Prompt:
Keep only the lines of the listing below that contain the string "bbox". Case counts.

[Start of Supplied material]

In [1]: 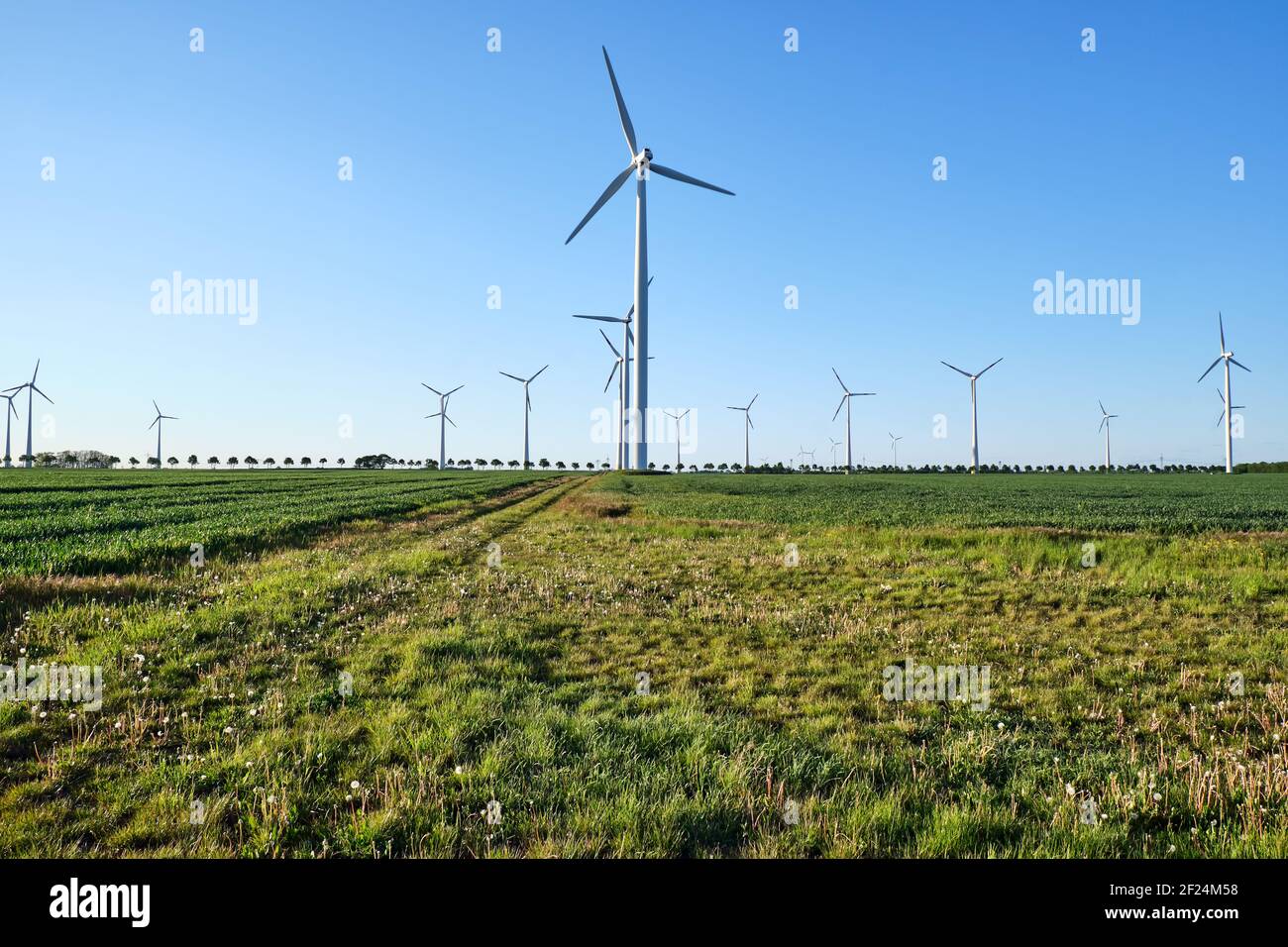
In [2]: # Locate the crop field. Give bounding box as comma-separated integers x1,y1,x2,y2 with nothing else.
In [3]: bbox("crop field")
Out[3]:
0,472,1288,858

[End of Supplied material]
[Start of Supplied material]

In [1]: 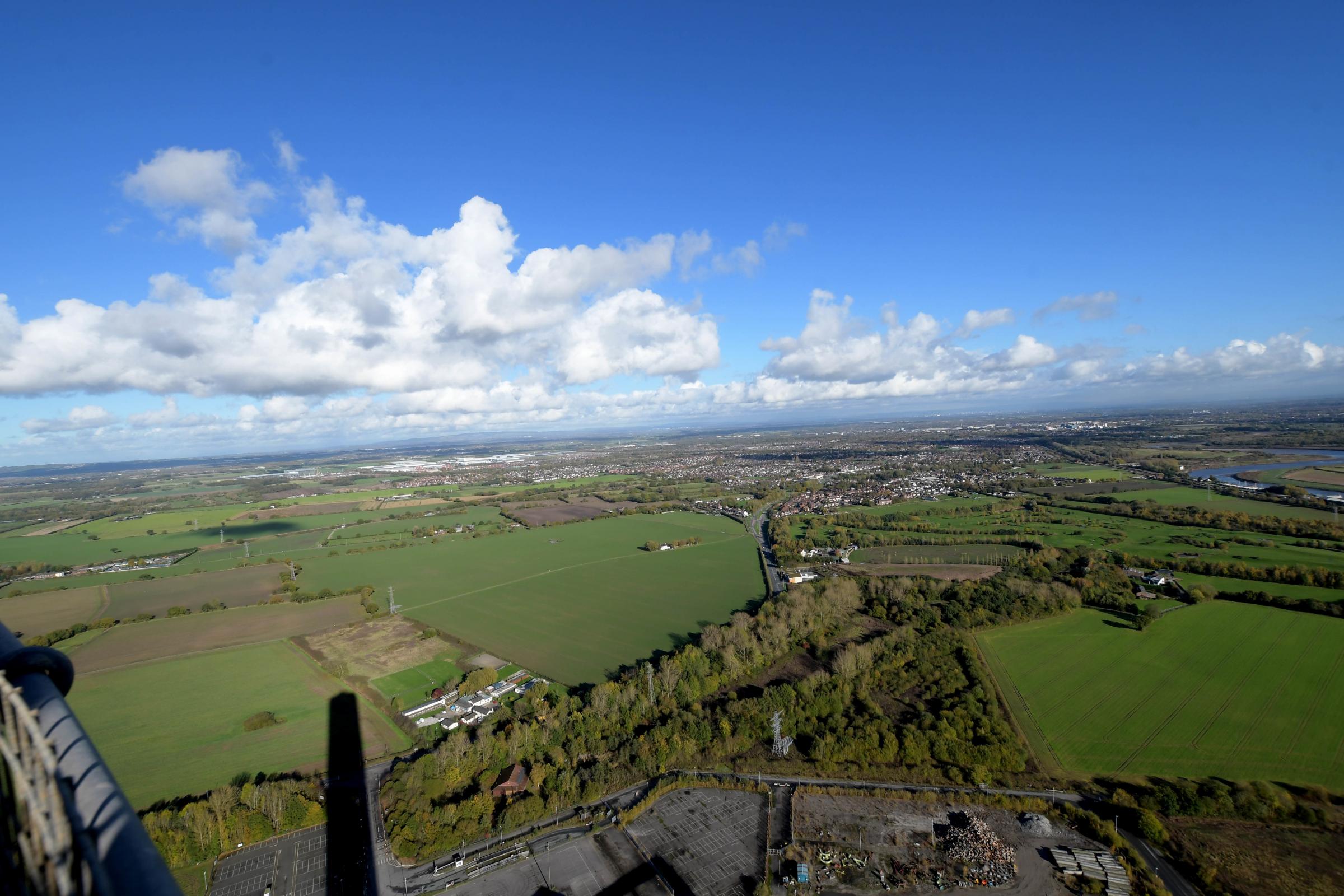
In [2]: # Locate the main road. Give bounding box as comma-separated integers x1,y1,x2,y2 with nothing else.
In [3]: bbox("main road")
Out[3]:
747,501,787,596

[End of Supplied material]

Right answer:
In [3]: bbox("crop field")
In [3]: bbox("main road")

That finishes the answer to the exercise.